__Instruções das tarefas__:
[1] Responda a estas perguntas sobre o excerto acerca do poema de Castro Alves:
(a) Segundo o excerto, o que faz D. Juan à mulher?
(b) Em que estrofes o sujeito lírico deseja ficar, mesmo anunciando a sua partida?
(c) Como se chama a amada nos versos citados?
[2] Reproduza, por favor, sem qualquer alteração, o trecho do excerto acerca do poema de Castro Alves que vai desde "A composição abre" até "dizes – Boa noite.".

__Excerto para leitura__:
....

A composição abre com o «eu» poético
anunciado que “é tarde”, por isso ele vai-se embora. Estas atitudes
encontram-se noutros poemas de Castro Alves e torno da figura de D. Juan, já que
este seduz a mulher e depois abandona-a. No entanto, neste poema, esse esquema
é desrespeitado, visto que o abandono não se concretiza, dando lugar ao jogo
sensual, que vai da necessidade de ir ao desejo de ficar. De facto, nas duas
estrofes iniciais, o sujeito lírico, mesmo anunciando a sua partida, deseja
ficar e sente-se seduzido pela amada: “Boa-noite, Maria! É tarde…. é tarde… /
Não me apertes assim contra teu seio.”; “Boa-noite!... E tu dizes – Boa noite.
/ (…) / Mas não digas assim por entre beijos… / Mas não mo digas descobrindo o
peito, /– Mas de amor onde vagam meus desejos.”

....

__Material fornecido__:
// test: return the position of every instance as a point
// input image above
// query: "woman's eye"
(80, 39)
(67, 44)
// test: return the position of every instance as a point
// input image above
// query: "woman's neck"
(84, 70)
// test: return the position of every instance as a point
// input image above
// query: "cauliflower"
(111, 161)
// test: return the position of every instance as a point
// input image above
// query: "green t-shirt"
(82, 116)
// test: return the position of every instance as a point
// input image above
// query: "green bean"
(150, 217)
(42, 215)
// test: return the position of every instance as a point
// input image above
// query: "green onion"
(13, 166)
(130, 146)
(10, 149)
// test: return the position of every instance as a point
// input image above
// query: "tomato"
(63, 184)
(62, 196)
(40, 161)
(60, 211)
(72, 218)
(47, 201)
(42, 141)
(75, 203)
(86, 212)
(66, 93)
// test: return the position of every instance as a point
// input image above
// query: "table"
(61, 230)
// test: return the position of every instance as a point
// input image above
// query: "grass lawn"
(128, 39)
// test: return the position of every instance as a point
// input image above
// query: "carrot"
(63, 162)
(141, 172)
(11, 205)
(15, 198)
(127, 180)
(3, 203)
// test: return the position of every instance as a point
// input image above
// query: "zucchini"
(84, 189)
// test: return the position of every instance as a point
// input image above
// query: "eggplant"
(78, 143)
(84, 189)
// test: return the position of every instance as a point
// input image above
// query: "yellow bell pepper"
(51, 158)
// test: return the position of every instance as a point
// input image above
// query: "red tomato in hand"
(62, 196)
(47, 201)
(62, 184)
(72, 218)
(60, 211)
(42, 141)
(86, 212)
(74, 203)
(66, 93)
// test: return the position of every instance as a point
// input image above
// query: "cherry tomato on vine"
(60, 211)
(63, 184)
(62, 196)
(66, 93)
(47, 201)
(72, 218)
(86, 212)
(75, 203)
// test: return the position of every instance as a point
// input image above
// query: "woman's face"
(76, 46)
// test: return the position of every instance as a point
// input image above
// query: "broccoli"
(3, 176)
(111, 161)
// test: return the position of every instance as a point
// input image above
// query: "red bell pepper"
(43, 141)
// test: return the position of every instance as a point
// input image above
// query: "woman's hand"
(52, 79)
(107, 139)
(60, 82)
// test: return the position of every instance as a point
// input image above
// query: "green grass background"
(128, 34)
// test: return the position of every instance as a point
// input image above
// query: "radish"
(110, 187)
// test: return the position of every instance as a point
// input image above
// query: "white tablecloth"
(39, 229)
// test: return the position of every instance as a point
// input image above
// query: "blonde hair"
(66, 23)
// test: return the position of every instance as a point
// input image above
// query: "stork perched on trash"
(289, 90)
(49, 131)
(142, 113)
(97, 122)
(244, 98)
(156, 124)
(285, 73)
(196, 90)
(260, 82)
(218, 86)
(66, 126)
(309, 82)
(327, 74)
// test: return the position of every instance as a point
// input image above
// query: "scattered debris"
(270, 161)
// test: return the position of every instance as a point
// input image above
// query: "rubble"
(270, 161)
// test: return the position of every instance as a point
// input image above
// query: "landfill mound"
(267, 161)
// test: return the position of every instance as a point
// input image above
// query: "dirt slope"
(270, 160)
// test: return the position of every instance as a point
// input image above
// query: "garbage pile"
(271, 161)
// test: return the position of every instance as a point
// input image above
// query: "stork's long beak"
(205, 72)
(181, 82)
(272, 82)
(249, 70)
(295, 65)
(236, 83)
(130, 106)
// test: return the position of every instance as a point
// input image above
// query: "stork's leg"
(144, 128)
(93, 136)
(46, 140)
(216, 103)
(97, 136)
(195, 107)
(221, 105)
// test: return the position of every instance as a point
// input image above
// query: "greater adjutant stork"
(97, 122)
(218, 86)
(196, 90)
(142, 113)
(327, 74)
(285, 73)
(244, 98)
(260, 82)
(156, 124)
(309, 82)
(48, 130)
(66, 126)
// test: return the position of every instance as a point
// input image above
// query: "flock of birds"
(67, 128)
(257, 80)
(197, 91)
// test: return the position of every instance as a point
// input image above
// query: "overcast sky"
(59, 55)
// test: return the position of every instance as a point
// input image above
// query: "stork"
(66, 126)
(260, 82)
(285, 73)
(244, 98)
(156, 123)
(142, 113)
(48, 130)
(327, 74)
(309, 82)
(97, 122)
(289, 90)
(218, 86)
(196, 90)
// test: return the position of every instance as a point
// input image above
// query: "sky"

....

__Respostas__:
[1]
(a) Seduz a mulher e depois abandona-a.
(b) Nas duas estrofes iniciais.
(c) Maria.

[2]
A composição abre com o «eu» poético
anunciado que “é tarde”, por isso ele vai-se embora. Estas atitudes
encontram-se noutros poemas de Castro Alves e torno da figura de D. Juan, já que
este seduz a mulher e depois abandona-a. No entanto, neste poema, esse esquema
é desrespeitado, visto que o abandono não se concretiza, dando lugar ao jogo
sensual, que vai da necessidade de ir ao desejo de ficar. De facto, nas duas
estrofes iniciais, o sujeito lírico, mesmo anunciando a sua partida, deseja
ficar e sente-se seduzido pela amada: “Boa-noite, Maria! É tarde…. é tarde… /
Não me apertes assim contra teu seio.”; “Boa-noite!... E tu dizes – Boa noite.